■ Work to complete: Pick out every line in the items below that contains the string "blue", and copy each one. Treat the match as case-sensitive.
━━ Extracted entries
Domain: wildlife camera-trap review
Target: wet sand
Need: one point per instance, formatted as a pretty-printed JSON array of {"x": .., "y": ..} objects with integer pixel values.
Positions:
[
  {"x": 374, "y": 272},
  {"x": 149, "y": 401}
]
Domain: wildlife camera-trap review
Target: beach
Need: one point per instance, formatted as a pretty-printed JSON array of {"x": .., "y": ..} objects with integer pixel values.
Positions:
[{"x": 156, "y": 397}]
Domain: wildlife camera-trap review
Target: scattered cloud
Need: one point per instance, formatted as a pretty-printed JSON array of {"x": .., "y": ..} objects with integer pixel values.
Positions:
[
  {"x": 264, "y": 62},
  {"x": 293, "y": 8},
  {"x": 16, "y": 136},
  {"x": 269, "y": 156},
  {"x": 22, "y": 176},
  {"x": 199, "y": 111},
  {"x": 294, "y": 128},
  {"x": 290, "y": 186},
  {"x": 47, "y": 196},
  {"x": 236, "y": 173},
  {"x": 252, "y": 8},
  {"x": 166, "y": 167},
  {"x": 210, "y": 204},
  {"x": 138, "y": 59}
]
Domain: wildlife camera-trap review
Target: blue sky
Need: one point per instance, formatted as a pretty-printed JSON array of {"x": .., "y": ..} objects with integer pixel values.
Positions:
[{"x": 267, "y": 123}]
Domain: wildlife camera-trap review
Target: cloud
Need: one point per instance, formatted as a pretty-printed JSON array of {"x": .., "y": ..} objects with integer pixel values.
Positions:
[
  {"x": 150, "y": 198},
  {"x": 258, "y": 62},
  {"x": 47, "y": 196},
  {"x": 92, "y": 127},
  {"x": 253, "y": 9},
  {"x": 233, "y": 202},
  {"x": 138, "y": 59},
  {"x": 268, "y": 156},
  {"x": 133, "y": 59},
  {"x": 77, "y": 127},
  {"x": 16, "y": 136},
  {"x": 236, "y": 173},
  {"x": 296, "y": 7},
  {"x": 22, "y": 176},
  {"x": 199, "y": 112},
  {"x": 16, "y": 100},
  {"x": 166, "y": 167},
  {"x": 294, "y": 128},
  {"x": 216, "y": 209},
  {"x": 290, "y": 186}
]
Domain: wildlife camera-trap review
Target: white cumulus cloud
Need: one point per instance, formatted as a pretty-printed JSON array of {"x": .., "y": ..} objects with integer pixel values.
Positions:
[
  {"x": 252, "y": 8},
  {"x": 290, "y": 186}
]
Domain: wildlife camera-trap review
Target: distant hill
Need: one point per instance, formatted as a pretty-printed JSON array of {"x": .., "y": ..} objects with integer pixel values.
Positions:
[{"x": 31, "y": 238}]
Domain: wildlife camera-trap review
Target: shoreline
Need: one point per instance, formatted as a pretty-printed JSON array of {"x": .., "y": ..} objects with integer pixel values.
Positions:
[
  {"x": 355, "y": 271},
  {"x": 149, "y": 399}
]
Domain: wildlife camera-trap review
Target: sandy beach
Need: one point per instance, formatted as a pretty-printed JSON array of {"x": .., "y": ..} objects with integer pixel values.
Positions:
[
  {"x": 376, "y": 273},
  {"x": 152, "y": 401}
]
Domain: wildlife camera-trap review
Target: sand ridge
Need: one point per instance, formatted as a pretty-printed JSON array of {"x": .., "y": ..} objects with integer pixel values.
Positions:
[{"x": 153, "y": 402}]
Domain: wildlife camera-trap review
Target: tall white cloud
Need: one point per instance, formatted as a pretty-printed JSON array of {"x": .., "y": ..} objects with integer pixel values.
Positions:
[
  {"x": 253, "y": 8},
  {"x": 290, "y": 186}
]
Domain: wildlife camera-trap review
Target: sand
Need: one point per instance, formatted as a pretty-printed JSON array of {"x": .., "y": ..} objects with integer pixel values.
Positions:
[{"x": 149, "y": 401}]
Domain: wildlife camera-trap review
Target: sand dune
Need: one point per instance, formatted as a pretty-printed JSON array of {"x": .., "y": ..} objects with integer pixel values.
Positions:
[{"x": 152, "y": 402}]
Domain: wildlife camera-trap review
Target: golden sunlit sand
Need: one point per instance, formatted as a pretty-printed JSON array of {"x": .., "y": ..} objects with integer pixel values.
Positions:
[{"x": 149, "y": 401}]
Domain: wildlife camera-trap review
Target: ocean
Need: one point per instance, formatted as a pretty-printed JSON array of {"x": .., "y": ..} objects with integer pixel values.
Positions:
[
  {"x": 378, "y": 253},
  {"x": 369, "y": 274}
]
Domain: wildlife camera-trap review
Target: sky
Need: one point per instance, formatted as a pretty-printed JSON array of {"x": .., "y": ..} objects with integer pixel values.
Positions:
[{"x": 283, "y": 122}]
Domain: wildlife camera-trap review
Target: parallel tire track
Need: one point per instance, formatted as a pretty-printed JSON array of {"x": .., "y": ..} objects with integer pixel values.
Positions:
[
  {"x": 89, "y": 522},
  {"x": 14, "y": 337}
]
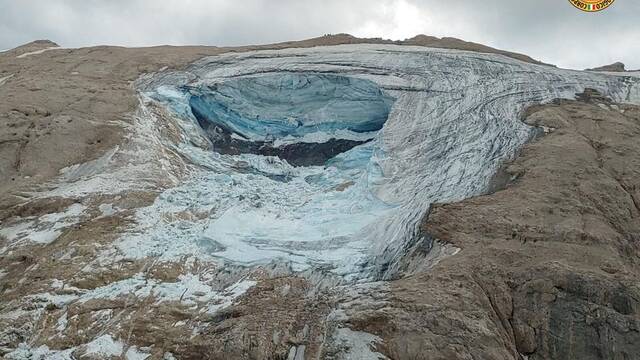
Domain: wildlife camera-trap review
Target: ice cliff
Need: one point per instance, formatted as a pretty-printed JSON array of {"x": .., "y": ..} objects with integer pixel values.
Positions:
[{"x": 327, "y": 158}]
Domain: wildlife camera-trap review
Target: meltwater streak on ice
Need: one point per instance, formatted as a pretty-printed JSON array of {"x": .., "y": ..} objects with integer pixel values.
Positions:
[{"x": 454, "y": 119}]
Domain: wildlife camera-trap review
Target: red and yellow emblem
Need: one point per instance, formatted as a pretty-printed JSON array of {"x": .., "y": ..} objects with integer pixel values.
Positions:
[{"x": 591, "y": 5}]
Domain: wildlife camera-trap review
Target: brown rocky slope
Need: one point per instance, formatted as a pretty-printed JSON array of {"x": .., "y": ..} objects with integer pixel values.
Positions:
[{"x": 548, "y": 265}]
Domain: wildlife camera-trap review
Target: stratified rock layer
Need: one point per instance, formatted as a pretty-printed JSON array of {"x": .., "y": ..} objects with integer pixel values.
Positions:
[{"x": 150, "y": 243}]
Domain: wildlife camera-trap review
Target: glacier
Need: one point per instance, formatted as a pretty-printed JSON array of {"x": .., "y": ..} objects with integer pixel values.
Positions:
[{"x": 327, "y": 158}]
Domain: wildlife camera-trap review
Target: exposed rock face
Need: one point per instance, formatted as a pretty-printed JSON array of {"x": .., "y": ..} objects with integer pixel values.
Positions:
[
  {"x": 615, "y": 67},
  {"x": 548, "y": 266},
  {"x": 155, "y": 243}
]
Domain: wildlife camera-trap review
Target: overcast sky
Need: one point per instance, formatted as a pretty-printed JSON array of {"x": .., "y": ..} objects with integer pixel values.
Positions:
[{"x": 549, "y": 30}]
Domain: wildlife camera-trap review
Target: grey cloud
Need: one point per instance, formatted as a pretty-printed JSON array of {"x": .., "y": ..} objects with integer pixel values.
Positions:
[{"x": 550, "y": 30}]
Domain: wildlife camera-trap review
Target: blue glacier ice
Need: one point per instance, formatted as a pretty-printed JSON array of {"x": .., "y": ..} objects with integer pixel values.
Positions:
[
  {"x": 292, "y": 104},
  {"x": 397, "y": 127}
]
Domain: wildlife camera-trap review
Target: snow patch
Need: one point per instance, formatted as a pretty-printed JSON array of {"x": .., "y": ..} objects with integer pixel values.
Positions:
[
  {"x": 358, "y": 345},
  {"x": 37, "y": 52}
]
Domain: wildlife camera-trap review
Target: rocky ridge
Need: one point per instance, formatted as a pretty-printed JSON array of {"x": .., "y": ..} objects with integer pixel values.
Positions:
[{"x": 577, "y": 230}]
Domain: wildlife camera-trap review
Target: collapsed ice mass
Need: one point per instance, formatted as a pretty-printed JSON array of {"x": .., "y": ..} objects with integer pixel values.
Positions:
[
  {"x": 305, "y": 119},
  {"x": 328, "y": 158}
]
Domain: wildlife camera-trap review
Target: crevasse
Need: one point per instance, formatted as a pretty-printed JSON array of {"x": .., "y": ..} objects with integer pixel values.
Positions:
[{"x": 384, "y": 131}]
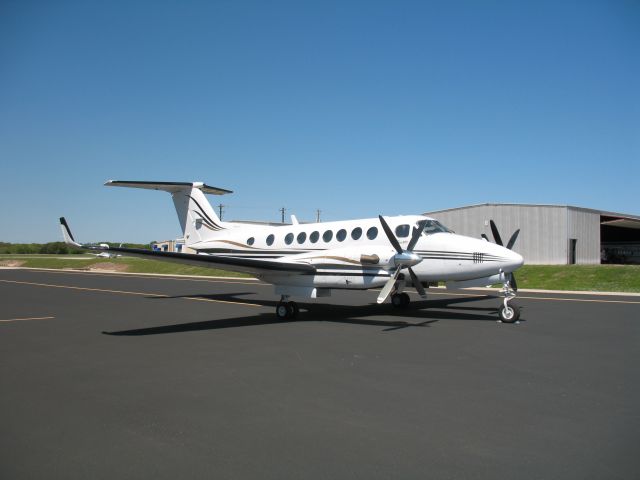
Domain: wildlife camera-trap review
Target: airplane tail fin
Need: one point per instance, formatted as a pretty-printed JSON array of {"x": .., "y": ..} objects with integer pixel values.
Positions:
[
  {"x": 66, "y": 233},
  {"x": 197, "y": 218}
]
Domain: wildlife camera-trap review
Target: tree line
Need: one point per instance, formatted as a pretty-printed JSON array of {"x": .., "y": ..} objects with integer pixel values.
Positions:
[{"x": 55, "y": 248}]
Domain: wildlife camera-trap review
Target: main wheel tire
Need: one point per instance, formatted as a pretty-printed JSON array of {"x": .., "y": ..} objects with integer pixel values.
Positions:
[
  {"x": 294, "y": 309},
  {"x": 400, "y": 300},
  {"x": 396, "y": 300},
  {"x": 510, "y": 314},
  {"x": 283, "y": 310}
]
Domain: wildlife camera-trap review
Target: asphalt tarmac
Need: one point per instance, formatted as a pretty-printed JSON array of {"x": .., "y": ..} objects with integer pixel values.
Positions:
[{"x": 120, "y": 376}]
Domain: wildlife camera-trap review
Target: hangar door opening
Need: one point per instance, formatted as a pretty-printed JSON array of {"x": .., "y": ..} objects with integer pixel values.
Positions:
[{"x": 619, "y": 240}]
━━━━
■ Final answer:
Target: blue sky
Target: blue glacier ice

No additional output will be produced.